● **Testo fornito**
++++
Sono trascorsi diciannove anni e siamo solo al rinvio a giudizio. Prima che il processo sarà concluso è d’obbligo aspettarsi di tutto: ridda di fughe di notizie, smentite, mezze verità, dichiarazioni in tv e quant’altro possa servire a creare confusione nell’opinione pubblica. Questo copione noi lo abbiamo già imparato a memoria. Ma chi conduce il gioco confida nella scarsa memoria dei cosiddetti adulti e nella scarsa informazione dei cosiddetti giovani.

Anche le luci del palcoscenico, puntate costantemente sulla mafia, sono bugiarde, infatti il fenomeno è stato e continua a rimanere avvolto in fetide compiacenze e criminose connivenze.

D’inquinamenti fra mafiosi e gente che sta al potere la storia dell’Italia ne è piena da sempre. Certo ora la chiamano trattativa Stato-mafia (fa più effetto), ma fa anche un torto a tutti quei servitori dello Stato che ci hanno creduto e che ci hanno lasciato la pelle.

Il procuratore aggiunto di Palermo dichiara «Siamo vicini alla verità su quella che fu la trattativa Stato-mafia all’indomani delle stragi del ’92. Ma per giungere alla completa verità, quindi per fare questo ultimo tratto di strada verso la meta, serve l’impegno della politica… c’è in atto anche un lavoro importante della Commissione parlamentare Antimafia, ma sono due gli obiettivi da raggiungere: combattere l’omertà dei capi mafia sul periodo stragista e combattere la reticenza sulla trattativa da parte di uomini delle Istituzioni che non hanno raccontato tutto quello che successe in quel triste periodo della storia italiana».

Ci sembra un errore di valutazione restringere la trattativa al periodo stragista. Questa strategia è connaturale nella mafia e se no sarebbe solo delinquenza.

Pensate che sia una bugia o una banalità se diciamo che tutti i governi di tutte le Nazioni hanno scheletri negli armadi del Palazzo? Certo non dovrebbe essere così in un Paese che si regge sullo “stato di diritto”, ma se non vogliamo essere ipocriti, il fatto vero è che a fianco della democrazia c’e sempre una ragion di Stato.

Detto questo, qui si tratta di mafia; e con la mafia non si fanno trattative, la si combatte e basta. Già! E chi la dovrebbe combattere? I referenti che la mafia stessa ha infiltrato nei posti di potere?

Occorre abbattere il muro di gomma della reticenza istituzionale. Se la politica di oggi vuole recuperare un po’ di credibilità in questo campo deve dimostrare di rompere col passato e con quei rappresentanti istituzionali che non hanno mai raccontato la verità.

Solo per fare un esempio, sapete quanti parlamentari sono stati e sono tutt’oggi indagati per favoreggiamento o concorso esterno in associazione mafiosa?
++++
● **Richiesta scritta A**
Calcola quante righe dei record contengono la stringa "stone", distinguendo tra maiuscole e minuscole. Rispondi soltanto con il numero.
Il testo e i record sono materiali distinti, senza legami tra loro.
++++
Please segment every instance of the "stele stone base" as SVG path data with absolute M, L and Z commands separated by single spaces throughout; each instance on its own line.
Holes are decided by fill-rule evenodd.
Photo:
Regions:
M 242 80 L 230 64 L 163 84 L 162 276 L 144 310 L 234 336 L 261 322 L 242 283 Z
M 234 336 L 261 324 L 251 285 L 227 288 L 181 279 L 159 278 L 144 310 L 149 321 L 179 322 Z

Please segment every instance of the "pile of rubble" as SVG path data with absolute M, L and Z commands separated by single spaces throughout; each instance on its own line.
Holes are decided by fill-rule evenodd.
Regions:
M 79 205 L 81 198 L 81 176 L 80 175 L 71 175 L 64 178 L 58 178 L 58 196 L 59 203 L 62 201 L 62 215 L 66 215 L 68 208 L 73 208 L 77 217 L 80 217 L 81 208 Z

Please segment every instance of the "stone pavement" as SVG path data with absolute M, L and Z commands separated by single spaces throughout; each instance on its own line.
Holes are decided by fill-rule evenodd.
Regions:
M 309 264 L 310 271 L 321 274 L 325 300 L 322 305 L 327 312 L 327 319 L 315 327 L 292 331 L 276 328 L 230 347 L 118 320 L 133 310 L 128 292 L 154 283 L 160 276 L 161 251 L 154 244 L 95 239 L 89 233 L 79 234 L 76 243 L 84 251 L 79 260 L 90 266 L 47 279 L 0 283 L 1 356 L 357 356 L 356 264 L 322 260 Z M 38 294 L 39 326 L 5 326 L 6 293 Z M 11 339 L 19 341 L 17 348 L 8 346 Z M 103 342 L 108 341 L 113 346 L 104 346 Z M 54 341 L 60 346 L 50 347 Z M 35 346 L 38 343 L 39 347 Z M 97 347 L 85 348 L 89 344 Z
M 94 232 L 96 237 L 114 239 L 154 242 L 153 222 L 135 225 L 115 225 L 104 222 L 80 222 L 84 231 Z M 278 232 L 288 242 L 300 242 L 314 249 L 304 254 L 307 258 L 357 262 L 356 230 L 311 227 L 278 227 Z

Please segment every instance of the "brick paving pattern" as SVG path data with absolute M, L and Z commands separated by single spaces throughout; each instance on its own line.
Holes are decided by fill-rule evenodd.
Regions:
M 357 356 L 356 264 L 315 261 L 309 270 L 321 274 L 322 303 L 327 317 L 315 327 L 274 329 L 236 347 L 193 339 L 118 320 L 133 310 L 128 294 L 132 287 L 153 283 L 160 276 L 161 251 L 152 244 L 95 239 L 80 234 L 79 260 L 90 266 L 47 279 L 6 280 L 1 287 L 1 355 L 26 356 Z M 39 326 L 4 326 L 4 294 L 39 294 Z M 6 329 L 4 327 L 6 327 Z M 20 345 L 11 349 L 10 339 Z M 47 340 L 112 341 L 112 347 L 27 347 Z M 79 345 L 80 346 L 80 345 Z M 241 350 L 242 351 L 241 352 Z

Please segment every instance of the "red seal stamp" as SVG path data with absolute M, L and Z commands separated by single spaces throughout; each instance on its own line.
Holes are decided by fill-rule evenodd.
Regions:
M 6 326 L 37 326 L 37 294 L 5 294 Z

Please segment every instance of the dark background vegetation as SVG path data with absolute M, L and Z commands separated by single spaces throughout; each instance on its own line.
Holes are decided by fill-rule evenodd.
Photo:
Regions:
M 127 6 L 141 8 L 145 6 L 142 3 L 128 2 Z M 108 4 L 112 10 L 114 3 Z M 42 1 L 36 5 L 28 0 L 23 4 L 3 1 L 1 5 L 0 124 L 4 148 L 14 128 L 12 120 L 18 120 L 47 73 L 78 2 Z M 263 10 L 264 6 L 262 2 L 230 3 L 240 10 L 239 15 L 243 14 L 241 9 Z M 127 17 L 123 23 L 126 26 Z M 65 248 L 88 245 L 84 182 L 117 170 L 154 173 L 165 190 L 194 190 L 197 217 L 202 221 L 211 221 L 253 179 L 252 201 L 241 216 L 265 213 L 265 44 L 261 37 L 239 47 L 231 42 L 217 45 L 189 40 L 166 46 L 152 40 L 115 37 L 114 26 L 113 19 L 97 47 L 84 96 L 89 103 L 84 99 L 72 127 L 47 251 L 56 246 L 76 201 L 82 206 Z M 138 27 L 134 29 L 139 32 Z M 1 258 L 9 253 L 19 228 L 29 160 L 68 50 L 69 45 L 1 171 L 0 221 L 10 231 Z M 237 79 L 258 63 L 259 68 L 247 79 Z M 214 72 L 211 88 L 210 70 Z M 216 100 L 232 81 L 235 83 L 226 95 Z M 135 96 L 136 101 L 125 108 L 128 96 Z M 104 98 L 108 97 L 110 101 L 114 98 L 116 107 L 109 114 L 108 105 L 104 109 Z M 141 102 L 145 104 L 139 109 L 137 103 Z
++++
● **Richiesta scritta B**
Rispondi a queste domande sul testo sulla trattativa Stato-mafia:
(i) Quanti anni sono trascorsi, e a quale fase si è arrivati?
(ii) Quali sono i due obiettivi indicati dal procuratore aggiunto di Palermo?
(iii) Che cosa occorre abbattere?

● **Risposta completa A**
2

● **Risposta completa B**
(i) Sono trascorsi diciannove anni e si è arrivati solo al rinvio a giudizio.
(ii) Combattere l'omertà dei capi mafia sul periodo stragista e combattere la reticenza sulla trattativa da parte di uomini delle Istituzioni che non hanno raccontato tutto quello che successe in quel periodo.
(iii) Il muro di gomma della reticenza istituzionale.